Page extract
###

The Arukhlo group of settlements consists of five mounds at the confluence of the Khrami and Mashavera rivers, which later join the Kura River. 8 kilometers from here are found some other sites of the Shulaveris group, Imiris Gora, Shulaveri Gora, and Khramis Didi Gora. These settlements occupy an area of about 800 hectares.[2]

Aruchlo I mound rises about 6m from the modern ground surface. It was originally excavated from 1966 until 1985.

New excavations in Aruchlo started in 2005. The excavators determined that the settlement was occupied in the period of 5800-5400 BC.[3]

The settlement consists of small round buildings that may have been used for storage or other activities, because they may be too small to live in.[4]

According to 14C data, there is a clear break in settlement after 5400/5300 BC at this and other sites of the Shulaveri-Shomutepe group. For several centuries afterwards, no remains of rural settlements can be documented in the area. Some Sioni culture settlements emerge only later in the fifth millennium, but the information about them is not very clear.[4]

Metallurgy[edit]

Early copper metallurgy has been documented here and at some other related sites, such as Göy-Tepe, and Mentesh Tepe in the Tovuz district of Azerbaijan.[5]

Dated to 5800-5300 BC, fragments of a copper bead have been found in Aruchlo. Three small vessels with copper residues were also found, and interpreted as crucibles by the excavators.[6]

Copper items are rare in Shulaveri-Shomu culture. Yet they become more common towards its end, at the end of the 6th millennium BCE, especially in the middle Kura valley. "Compositional analyses of some of these ornaments and small tools revealed that they are made of unalloyed copper".[7]

In particular, in Aratashen (Armenia), 57 arsenical copper beads were discovered in the Shulaveri-Shomu context.[5]

See also[edit]

Notes[edit]

  1. ^ B. Helwing, T. Aliyev, B. Lyonnet, F. Guliyev, S. Hansen, G. Mirtskhulava, The Kura Projects, New Research on the Later Prehistory of the Southern Caucasus. Archäologie in Iran und Turan, Band 16 Dietrich Reimer Verlag, Berlin (2017)

###

Dataset records
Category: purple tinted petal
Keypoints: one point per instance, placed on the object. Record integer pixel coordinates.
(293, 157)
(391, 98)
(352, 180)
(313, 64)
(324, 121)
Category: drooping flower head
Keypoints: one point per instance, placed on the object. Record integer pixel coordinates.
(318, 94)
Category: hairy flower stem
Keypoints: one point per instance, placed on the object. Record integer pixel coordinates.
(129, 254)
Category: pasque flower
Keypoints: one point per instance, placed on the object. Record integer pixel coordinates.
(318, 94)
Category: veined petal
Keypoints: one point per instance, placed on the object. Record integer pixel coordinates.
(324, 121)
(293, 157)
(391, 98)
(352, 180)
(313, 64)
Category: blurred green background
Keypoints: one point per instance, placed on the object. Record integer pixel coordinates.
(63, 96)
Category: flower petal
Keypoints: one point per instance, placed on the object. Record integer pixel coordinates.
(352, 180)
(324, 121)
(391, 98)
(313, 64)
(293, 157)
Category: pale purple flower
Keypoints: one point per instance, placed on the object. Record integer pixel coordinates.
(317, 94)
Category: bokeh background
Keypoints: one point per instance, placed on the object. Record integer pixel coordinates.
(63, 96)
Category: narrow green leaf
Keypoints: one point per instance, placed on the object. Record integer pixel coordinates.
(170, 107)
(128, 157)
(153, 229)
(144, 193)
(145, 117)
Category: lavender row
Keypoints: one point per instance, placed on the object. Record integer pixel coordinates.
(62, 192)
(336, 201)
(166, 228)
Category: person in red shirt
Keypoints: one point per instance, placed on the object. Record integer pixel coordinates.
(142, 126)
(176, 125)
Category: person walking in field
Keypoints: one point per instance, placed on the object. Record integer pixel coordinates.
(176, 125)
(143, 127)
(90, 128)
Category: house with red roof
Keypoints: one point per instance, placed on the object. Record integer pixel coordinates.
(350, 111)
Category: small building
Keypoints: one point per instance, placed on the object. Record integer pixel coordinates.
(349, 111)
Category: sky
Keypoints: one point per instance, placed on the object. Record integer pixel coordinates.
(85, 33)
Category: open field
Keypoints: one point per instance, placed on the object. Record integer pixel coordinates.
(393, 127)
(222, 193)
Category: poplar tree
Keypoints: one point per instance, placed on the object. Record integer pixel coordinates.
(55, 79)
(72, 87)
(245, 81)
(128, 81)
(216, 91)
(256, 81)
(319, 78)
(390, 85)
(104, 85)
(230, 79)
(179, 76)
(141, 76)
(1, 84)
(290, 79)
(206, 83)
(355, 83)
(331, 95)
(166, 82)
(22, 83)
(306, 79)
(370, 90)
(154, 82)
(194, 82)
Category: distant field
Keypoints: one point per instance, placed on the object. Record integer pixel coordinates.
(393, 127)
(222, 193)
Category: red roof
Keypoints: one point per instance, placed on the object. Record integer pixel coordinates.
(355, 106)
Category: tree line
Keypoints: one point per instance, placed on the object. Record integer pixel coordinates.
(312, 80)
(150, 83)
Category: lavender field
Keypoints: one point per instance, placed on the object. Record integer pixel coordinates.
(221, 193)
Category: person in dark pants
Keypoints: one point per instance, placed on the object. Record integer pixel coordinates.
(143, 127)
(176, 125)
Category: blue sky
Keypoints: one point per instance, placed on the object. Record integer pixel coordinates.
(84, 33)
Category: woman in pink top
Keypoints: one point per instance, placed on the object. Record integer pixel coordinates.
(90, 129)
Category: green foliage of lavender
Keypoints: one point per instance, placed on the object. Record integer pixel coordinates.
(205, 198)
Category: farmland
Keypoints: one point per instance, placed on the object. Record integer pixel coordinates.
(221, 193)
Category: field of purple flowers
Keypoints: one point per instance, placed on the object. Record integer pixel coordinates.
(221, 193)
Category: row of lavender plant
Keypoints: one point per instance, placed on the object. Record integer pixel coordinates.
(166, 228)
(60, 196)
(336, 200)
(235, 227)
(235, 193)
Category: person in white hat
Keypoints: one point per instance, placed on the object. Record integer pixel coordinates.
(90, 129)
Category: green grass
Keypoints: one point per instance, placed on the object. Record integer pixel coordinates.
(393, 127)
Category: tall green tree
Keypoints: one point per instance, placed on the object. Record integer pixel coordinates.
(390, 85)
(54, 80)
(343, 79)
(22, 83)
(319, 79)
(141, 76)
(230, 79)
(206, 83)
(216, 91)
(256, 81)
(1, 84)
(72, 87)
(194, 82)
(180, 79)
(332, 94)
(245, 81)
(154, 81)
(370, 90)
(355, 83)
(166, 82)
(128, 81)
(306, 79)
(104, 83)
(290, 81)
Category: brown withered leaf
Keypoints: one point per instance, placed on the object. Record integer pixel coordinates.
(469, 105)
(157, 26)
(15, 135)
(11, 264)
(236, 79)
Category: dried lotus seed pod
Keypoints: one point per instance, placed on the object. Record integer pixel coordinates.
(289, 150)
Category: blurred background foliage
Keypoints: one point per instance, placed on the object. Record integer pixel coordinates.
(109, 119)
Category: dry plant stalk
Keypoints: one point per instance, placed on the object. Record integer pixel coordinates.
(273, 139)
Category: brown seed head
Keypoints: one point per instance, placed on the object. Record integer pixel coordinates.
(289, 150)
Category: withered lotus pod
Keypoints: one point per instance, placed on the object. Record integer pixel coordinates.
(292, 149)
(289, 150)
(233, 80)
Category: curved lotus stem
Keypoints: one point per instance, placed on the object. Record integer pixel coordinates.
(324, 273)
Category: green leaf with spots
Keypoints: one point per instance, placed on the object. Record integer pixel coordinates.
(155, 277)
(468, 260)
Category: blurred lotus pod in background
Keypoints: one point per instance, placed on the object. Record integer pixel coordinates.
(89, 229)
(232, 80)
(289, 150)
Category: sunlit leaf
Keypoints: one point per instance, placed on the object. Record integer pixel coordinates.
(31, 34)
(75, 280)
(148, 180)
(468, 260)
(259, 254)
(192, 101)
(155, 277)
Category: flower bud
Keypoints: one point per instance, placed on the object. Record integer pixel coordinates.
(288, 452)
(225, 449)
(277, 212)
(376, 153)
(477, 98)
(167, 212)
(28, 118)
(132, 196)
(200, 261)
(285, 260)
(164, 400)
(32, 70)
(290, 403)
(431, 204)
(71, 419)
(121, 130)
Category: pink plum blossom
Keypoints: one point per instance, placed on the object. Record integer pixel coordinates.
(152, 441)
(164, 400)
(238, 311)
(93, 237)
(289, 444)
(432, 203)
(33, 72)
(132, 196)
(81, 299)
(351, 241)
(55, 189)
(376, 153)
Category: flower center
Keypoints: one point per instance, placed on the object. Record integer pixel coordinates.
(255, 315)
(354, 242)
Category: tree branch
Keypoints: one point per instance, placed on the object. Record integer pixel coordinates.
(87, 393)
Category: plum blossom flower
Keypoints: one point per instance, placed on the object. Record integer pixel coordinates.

###

Tasks to carry out
A. In the Arukhlo excerpt, how many arsenical copper beads were found in Aratashen?
B. Translate this sentence from the Arukhlo excerpt into Spanish: "New excavations in Aruchlo started in 2005."

Outputs
A. 57

B. Las nuevas excavaciones en Aruchlo comenzaron en 2005.